Sebastiano Ricci
(Belluno 1659 – Venezia 1734)

Tobia restituisce la vista al padre Tobi

nono decennio del XVII secolo – olio su tela, cm. 121 x 166

Di questo dipinto abbiamo notizia nell’inventario stilato nel 1790 da Pietro Edwards, lì dove viene descritto il tema dell’opera e il suo autore: «Sebastiano Ricci. Tobia risanato dalla cecità».

Il soggetto, tratto dall’Antico Testamento, ha come protagonisti il vecchio Tobi, ebreo giusto e pio, che, a causa della cateratta agli occhi, è ormai impedito nel suo lavoro e deve sopportare che la sua sposa si impieghi presso estranei per guadagnare il necessario per vivere. I vicini scherniscono l’uomo: Dio si è dimenticato di lui, poco gli è servito rispettare la volontà del Signore e l’essere ligio ai suoi comandamenti. Davanti alla disperazione del vecchio Tobi, Dio si muove a compassione e manda sulla terra uno dei suoi sette arcangeli, Raffaele. Egli assume l’aspetto di un giovane e si presenta nell’umile dimora di Tobi proprio nel momento in cui il figlio Tobiolo, per volontà del padre, sta per partire alla volta di Media per recuperare vecchi crediti. Ma Tobiolo, nella sua totale inesperienza della vita, è pieno di timori nell’affrontare il viaggio; ecco allora che l’arcangelo Raffaele – strumento mandato da Dio – si offre di accompagnarlo, e in più di una situazione la sua presenza si dimostrerà salvifica per la sopravvivenza del ragazzo.

Dopo vario peregrinare e dopo le molte prove affrontate, finalmente Tobiolo potrà far ritorno a casa, recando con sé il denaro riscattato; non solo: grazie alle proprietà terapeutiche contenute nel fiele del pesce catturato con l’aiuto dell’arcangelo Raffaele in una delle tante avventure, il giovane può guarire la cecità del padre.

Ed è questo l’istante fermato sulla tela: la ricompensa dei giusti, per volontà del Signore, si palesa ai nostri occhi con il gesto di Tobiolo, ancora con le vesti da viandante e una fiasca sulla spalla, che sta per applicare il medicamento sugli occhi del padre.

La gestualità e l’espressione dei personaggi, molto teatrale, esalta il gusto narrativo di Sebastiano Ricci, evidente soprattutto nelle opere di questo momento della sua attività, ovvero negli ultimi due decenni del Seicento, in cui i suoi rapporti più stretti erano con artisti emiliani caracceschi o post-caracceschi ed egli, non ancora rientrato definitivamente a Venezia, operava soprattutto tra Bologna e Parma.

DOMANDE DA SVOLGERE -
A - Restituisci il passo del testo sul dipinto di Sebastiano Ricci che comincia con le parole "La gestualità e" e si ferma dopo le parole "Bologna e Parma.".
B - Come riassumeresti in due frasi il testo sul dipinto di Sebastiano Ricci?

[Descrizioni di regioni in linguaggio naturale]
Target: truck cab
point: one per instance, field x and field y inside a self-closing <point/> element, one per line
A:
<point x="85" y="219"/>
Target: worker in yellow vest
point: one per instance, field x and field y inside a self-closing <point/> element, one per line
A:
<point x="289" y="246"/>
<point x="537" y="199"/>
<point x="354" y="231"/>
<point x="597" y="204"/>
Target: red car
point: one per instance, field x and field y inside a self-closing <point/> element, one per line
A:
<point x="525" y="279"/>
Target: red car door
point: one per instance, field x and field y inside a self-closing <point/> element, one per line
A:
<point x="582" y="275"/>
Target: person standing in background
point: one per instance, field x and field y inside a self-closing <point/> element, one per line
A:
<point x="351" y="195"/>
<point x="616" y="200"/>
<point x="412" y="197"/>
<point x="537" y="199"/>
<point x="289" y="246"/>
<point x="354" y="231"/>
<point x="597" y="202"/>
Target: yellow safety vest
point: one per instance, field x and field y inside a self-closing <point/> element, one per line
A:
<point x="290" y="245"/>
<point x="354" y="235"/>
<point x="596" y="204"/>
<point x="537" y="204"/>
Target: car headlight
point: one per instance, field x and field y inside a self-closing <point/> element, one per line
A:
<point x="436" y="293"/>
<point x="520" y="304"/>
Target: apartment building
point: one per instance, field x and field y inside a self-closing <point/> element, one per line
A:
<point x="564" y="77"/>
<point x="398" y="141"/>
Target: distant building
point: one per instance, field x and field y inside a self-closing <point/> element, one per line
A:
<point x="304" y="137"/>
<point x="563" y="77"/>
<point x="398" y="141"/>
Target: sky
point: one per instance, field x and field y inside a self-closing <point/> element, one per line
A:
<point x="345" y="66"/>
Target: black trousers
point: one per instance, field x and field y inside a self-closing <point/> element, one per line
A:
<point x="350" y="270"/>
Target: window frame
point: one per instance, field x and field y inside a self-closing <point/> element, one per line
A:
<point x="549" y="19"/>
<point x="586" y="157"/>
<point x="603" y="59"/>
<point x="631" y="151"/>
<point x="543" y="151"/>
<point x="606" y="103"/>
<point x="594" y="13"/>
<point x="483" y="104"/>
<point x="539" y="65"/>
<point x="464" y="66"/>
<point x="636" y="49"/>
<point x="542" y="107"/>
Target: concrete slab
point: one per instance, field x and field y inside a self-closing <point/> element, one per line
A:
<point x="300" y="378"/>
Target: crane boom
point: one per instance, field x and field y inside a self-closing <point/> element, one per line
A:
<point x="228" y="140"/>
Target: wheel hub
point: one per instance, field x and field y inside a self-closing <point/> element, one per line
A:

RISPOSTE DATE -
A -
La gestualità e l’espressione dei personaggi, molto teatrale, esalta il gusto narrativo di Sebastiano Ricci, evidente soprattutto nelle opere di questo momento della sua attività, ovvero negli ultimi due decenni del Seicento, in cui i suoi rapporti più stretti erano con artisti emiliani caracceschi o post-caracceschi ed egli, non ancora rientrato definitivamente a Venezia, operava soprattutto tra Bologna e Parma.

B - Il dipinto di Sebastiano Ricci, registrato nell'inventario stilato da Pietro Edwards nel 1790, raffigura il momento dell'episodio dell'Antico Testamento in cui Tobiolo, tornato dal viaggio compiuto con l'arcangelo Raffaele, sta per guarire la cecità del padre Tobi con il fiele di un pesce. La gestualità e l'espressione teatrali dei personaggi esaltano il gusto narrativo del pittore negli ultimi due decenni del Seicento, quando operava soprattutto tra Bologna e Parma e aveva i rapporti più stretti con artisti emiliani caracceschi o post-caracceschi.